§ EXERCISE TASK 1: In the comments below, why did olddoc object to Council President Rivers referring public questions to the administration?
────────────────
When you sleep with dogs you wake up with fleas. This City is a dirty, corrupt, dump.

Anonymous said...

Will someone please step up and run for Mayor. I have had just as much as I can take of all this negativity.

Renee

Bob said...

This council president is concerning many of the citizens who follow such events. I will be attending as many council meetings to see what happens and let people know what is going on. If the city council votes to pay for Sharon's illegal dealings, I think such a stink should be raised that it follows those council members who voted for it to their next election and defeat. Politics in Plainfield and Union County is dirty and with this council president things in Plainfield will get dirtier. A pox on them all if they don't keep the citizens of Plainfield first. Don't hold your breath though.

olddoc said...

Right after Monday's meeting I personally expressed my objections to Council President Rivers about r4efering public questions to administration to be answered privately later and thereby excluding the public from information they were entitled to learn. She said she would permit replies at the meeting. We will see Monday.

Alan Goldstein said...

I am still waiting for answers to questions I have asked before both the McWilliams and Mapp-led City Councils. In no instance did either Council president demand an answer, and in no instance did either follow-up at subsequent meetings, or by contacting me later with an answer. So let's not be hypocrites about this. Obviously not every question can be answered on the spot, and we will find out soon enough if Rivers is willing to bring them up again as old business.
────────────────
§ EXERCISE TASK 2: In the rows, change "metal fork" to "silver fork" in the part that begins with the line containing "Return one point for each instance of the wood plank" and continues through the end of the rows. Leave everything else unchanged and omit the pictures.
────────────────
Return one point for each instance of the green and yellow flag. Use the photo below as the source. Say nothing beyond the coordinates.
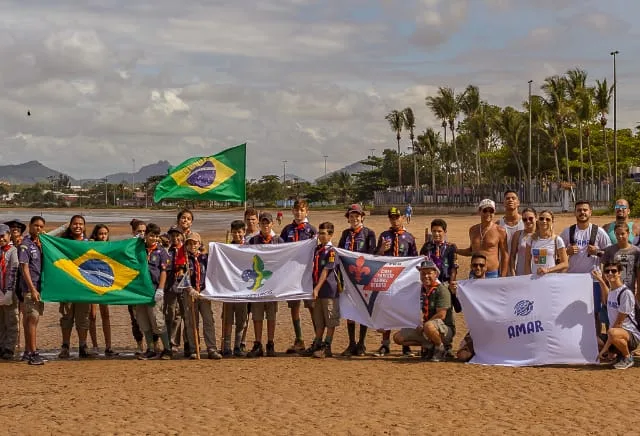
(95, 272)
(220, 177)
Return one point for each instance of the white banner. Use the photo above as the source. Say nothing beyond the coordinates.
(269, 272)
(530, 320)
(379, 291)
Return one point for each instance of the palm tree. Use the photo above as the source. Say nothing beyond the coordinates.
(602, 99)
(556, 102)
(396, 122)
(410, 125)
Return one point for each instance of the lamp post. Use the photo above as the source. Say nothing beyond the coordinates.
(529, 165)
(615, 126)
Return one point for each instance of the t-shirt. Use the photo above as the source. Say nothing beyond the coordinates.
(362, 240)
(298, 232)
(437, 297)
(30, 254)
(403, 244)
(158, 260)
(581, 262)
(630, 260)
(627, 304)
(324, 257)
(543, 252)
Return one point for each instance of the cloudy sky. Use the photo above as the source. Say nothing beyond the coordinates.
(117, 80)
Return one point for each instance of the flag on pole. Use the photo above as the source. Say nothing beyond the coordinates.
(220, 177)
(95, 272)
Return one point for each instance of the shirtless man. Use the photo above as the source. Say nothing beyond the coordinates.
(490, 239)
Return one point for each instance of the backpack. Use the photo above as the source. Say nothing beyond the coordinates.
(636, 307)
(592, 236)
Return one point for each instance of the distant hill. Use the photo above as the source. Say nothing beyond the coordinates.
(159, 168)
(28, 173)
(352, 169)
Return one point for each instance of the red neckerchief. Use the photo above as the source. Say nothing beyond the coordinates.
(265, 240)
(425, 302)
(316, 263)
(3, 265)
(354, 233)
(396, 241)
(297, 229)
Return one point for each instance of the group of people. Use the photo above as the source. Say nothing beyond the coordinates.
(521, 242)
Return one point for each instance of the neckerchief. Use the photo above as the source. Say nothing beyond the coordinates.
(3, 266)
(354, 233)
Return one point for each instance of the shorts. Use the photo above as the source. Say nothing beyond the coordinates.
(32, 309)
(308, 304)
(234, 311)
(77, 313)
(259, 309)
(326, 313)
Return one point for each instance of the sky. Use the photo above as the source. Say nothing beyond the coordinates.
(111, 81)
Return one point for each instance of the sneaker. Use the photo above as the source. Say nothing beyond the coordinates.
(350, 350)
(320, 352)
(64, 352)
(148, 355)
(256, 351)
(626, 362)
(214, 354)
(35, 359)
(108, 352)
(382, 351)
(297, 347)
(406, 351)
(271, 349)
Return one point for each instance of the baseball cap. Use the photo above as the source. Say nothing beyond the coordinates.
(265, 216)
(354, 208)
(393, 211)
(193, 236)
(17, 223)
(487, 202)
(428, 264)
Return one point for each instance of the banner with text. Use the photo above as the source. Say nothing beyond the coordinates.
(379, 291)
(531, 320)
(246, 273)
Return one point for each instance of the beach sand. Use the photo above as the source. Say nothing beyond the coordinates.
(298, 395)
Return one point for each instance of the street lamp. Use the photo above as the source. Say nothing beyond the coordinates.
(615, 126)
(530, 187)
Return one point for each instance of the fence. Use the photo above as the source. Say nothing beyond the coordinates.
(554, 195)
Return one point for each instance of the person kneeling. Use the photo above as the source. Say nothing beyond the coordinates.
(438, 328)
(623, 333)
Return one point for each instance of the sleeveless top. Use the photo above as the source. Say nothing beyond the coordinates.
(612, 234)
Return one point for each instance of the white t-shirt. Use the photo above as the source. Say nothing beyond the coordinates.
(581, 262)
(543, 252)
(627, 303)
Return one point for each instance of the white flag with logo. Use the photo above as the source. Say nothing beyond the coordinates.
(530, 320)
(379, 291)
(269, 272)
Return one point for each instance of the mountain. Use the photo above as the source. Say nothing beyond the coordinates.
(159, 168)
(352, 169)
(28, 173)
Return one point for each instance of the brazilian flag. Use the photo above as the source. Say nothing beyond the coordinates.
(95, 272)
(220, 177)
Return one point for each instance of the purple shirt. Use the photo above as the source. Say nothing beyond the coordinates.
(30, 254)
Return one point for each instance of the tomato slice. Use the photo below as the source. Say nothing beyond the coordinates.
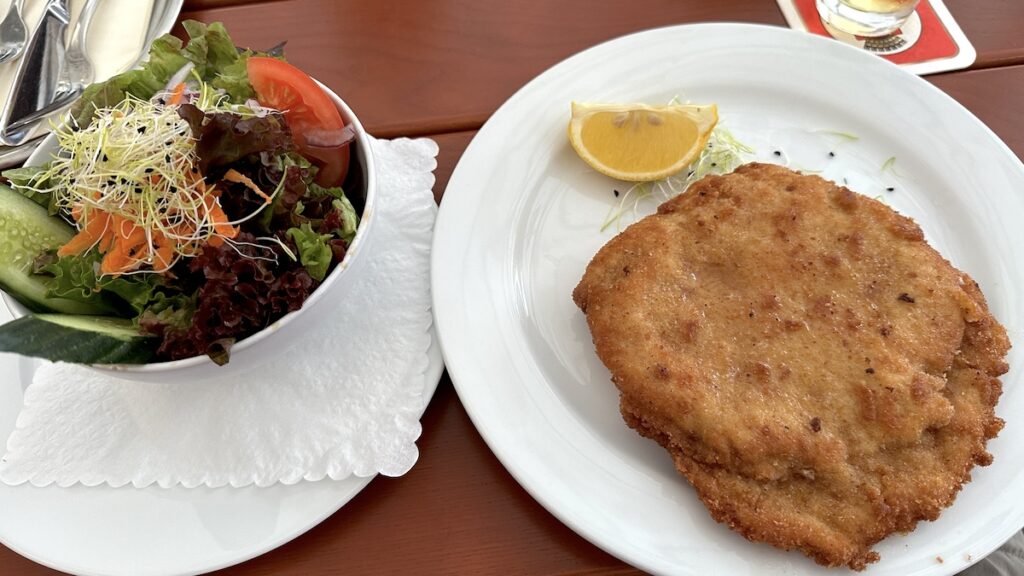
(307, 110)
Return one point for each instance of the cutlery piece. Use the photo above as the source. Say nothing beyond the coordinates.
(77, 71)
(35, 83)
(12, 33)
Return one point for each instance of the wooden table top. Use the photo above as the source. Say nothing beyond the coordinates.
(439, 68)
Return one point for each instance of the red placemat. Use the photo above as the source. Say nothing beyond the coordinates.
(930, 41)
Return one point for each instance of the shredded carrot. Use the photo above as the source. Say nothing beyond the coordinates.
(126, 245)
(94, 232)
(177, 94)
(233, 175)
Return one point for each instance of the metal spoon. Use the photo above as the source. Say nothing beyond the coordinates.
(12, 34)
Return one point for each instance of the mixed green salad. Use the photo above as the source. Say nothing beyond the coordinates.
(193, 202)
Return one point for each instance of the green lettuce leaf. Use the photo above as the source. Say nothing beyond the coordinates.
(75, 278)
(24, 179)
(210, 49)
(314, 253)
(349, 219)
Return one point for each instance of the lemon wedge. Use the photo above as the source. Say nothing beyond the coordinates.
(639, 142)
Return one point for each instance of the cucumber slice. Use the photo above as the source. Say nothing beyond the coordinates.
(26, 231)
(85, 339)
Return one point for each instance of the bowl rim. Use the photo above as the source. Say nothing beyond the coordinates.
(46, 147)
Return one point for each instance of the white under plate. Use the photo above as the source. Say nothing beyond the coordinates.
(157, 531)
(521, 218)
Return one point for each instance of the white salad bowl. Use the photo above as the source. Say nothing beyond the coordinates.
(269, 343)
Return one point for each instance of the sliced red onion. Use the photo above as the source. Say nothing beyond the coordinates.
(330, 138)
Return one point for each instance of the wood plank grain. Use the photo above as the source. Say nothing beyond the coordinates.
(993, 95)
(415, 68)
(993, 28)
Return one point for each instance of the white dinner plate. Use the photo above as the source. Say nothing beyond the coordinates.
(158, 531)
(521, 218)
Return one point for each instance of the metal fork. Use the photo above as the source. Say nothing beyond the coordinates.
(12, 33)
(76, 72)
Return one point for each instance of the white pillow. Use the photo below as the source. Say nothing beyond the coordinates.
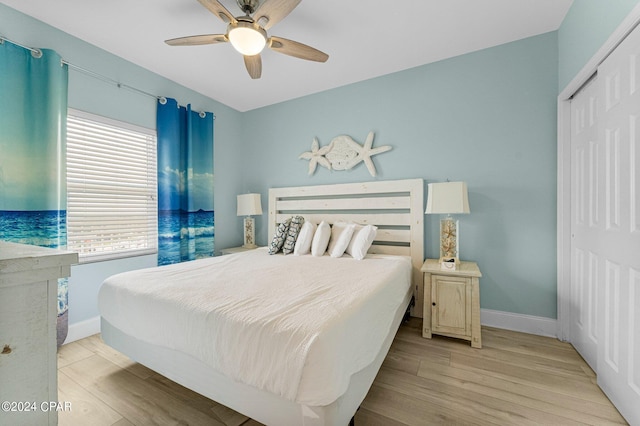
────────────────
§ TASK RESPONSE 1: Sending public questions to the administration to be answered privately later kept the public from information it was entitled to learn. Rivers responded that she would allow replies at the meeting.

§ TASK RESPONSE 2:
Return one point for each instance of the wood plank grain. Use the photo above as the source. Say nothing beyond the coordinates.
(993, 95)
(415, 68)
(993, 28)
Return one point for each instance of the white dinner plate. Use the photo above as the source. Say nothing beyond the coordinates.
(158, 531)
(521, 218)
Return one point for each instance of the silver fork. Use the photo above as the source. Say nothing beyond the coordinates.
(12, 33)
(76, 72)
Return one point for each instance of the white pillow. Use the photo below as the source. Say nothing beyond the coordinates.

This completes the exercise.